**INSTRUCTIONS FOR THE TASK**
Transcribe exactly, and only, the lines from the one containing "Where can you see the black boot?" through the end of the material.

BEGIN INPUT MATERIAL

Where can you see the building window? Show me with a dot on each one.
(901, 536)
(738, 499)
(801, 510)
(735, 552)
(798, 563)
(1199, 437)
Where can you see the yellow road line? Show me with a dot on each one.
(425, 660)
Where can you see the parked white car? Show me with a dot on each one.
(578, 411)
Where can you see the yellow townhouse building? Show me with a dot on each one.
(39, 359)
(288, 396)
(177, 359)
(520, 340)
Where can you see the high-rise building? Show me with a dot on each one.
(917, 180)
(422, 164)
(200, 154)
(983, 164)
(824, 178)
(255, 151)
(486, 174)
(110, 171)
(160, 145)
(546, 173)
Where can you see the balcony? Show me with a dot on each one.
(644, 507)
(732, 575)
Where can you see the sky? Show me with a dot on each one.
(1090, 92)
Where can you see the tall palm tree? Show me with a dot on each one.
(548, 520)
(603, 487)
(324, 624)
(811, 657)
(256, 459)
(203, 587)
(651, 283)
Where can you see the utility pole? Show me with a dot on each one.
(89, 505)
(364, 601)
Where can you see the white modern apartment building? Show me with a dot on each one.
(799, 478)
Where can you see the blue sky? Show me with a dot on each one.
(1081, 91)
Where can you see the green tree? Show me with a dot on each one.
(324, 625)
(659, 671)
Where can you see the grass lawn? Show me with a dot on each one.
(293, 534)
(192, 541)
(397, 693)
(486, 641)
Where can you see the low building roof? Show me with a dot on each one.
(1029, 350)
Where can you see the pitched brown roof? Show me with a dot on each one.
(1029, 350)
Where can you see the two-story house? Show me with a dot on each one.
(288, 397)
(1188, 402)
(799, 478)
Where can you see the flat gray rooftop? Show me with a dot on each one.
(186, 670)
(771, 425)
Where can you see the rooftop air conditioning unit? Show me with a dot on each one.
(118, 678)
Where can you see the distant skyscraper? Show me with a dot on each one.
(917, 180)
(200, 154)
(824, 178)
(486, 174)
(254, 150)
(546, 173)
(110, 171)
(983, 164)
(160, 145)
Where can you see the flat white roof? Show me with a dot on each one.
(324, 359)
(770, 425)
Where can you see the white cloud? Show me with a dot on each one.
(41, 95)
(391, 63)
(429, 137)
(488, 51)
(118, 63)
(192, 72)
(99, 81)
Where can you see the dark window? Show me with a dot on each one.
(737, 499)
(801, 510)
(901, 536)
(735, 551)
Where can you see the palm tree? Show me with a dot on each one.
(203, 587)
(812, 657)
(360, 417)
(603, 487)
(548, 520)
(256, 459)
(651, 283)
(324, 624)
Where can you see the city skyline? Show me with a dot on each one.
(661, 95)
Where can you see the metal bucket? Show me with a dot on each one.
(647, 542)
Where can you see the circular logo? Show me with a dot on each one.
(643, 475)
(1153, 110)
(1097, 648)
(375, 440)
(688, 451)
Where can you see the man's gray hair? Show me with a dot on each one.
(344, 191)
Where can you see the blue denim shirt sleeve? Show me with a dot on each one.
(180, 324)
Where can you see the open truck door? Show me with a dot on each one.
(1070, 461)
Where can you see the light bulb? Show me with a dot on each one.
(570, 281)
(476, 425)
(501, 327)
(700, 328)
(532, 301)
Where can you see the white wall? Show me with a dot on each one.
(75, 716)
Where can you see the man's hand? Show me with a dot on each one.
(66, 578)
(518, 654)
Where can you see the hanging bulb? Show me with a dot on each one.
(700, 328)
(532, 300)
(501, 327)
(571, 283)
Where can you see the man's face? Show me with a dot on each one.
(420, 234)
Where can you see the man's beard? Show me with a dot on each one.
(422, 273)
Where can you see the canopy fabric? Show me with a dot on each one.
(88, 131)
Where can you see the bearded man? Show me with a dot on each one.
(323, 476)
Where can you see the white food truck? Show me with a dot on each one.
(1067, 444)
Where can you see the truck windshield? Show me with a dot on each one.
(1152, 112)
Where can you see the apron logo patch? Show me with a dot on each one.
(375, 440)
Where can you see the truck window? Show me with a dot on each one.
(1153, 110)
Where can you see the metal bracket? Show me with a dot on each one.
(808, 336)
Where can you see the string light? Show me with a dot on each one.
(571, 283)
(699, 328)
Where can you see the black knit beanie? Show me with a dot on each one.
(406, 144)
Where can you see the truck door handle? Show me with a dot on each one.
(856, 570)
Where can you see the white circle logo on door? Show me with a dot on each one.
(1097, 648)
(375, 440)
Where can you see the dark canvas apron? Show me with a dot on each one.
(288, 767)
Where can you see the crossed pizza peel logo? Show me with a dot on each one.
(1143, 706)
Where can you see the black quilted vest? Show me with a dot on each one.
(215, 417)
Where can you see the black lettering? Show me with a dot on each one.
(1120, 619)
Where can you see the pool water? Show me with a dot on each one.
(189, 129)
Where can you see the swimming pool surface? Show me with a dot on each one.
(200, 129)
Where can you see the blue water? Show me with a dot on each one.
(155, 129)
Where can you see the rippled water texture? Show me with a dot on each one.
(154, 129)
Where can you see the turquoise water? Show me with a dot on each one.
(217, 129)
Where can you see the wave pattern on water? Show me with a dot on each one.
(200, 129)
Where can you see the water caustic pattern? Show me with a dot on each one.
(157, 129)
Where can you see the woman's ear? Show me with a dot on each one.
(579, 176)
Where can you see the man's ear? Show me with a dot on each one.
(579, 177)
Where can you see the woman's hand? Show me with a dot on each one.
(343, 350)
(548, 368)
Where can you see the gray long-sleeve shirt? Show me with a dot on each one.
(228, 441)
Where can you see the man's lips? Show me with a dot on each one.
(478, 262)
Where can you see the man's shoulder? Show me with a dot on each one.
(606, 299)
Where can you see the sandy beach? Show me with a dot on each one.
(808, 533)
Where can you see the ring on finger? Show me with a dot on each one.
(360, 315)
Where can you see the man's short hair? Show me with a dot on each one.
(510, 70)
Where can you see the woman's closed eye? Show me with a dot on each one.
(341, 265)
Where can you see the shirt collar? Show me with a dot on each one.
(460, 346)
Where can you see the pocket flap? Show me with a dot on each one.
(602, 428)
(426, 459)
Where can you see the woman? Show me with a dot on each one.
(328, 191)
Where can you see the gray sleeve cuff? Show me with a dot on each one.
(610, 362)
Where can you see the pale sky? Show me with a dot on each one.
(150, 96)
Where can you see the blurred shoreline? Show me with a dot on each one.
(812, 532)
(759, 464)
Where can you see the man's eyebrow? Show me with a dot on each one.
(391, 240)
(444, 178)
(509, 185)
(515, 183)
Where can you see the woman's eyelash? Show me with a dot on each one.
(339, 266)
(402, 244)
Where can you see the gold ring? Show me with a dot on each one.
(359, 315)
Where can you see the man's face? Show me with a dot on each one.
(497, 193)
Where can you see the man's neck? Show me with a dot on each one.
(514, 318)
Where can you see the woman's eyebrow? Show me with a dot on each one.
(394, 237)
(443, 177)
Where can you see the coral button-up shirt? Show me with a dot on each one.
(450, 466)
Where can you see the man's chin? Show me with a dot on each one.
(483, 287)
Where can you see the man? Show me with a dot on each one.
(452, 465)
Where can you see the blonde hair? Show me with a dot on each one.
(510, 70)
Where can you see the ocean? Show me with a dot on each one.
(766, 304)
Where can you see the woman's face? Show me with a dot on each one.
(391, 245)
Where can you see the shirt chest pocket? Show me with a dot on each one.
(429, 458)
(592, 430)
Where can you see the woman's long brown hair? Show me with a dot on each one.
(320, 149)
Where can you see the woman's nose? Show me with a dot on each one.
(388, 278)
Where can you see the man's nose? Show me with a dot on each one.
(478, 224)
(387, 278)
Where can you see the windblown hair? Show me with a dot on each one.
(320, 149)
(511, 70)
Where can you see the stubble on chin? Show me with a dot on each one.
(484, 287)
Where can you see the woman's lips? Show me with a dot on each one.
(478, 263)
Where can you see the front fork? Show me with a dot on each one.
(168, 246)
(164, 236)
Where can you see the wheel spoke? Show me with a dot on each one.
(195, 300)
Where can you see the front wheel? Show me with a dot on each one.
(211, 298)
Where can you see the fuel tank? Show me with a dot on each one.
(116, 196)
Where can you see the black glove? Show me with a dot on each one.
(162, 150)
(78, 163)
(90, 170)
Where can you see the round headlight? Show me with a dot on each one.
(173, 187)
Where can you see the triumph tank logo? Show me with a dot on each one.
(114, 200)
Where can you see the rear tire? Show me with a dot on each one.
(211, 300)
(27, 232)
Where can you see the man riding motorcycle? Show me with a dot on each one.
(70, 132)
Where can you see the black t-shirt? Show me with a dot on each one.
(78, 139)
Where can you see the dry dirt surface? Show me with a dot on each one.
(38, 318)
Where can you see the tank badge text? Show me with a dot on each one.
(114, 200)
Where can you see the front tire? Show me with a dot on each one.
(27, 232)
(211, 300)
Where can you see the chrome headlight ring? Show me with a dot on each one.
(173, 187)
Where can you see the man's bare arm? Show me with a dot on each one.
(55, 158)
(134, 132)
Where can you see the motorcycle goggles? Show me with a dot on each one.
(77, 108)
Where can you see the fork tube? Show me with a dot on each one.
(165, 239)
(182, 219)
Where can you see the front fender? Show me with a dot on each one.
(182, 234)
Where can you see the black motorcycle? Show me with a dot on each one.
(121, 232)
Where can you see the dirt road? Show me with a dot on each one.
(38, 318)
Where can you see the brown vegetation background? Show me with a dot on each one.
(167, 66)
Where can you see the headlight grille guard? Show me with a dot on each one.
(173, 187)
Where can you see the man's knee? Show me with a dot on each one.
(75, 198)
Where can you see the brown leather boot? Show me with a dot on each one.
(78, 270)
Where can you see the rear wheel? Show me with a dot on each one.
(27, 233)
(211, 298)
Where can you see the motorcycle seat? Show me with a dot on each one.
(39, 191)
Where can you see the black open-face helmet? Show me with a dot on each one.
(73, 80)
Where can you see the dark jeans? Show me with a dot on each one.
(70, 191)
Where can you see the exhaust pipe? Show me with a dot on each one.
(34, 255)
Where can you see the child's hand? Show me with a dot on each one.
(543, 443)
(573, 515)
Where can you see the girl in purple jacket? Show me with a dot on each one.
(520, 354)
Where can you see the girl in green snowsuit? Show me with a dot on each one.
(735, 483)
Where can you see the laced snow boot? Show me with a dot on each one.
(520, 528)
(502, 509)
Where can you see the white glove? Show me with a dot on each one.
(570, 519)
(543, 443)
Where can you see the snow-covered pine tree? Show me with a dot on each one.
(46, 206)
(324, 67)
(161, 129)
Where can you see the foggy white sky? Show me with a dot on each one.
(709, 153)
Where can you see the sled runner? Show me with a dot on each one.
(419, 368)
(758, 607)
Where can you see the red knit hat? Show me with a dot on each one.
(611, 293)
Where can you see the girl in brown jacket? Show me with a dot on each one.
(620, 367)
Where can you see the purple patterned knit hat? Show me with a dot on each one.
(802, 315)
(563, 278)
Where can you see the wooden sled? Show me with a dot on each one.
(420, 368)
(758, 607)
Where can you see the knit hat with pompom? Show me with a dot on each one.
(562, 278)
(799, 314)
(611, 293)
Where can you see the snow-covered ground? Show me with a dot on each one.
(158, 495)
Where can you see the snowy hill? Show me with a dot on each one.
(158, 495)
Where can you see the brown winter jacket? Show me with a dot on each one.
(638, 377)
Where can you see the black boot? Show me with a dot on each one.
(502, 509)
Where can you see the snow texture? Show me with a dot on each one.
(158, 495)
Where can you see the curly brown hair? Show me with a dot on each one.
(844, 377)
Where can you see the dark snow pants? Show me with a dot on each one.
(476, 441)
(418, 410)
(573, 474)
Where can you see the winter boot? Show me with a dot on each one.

END INPUT MATERIAL

**RESULT**
Where can you see the black boot? Show me with a dot on each one.
(502, 509)
Where can you see the snow texture? Show me with a dot on each one.
(158, 495)
Where can you see the curly brown hair? Show me with a dot on each one.
(844, 377)
Where can you see the dark snow pants? Show me with a dot on each one.
(476, 441)
(418, 410)
(573, 474)
Where can you see the winter boot? Show me with a dot on each one.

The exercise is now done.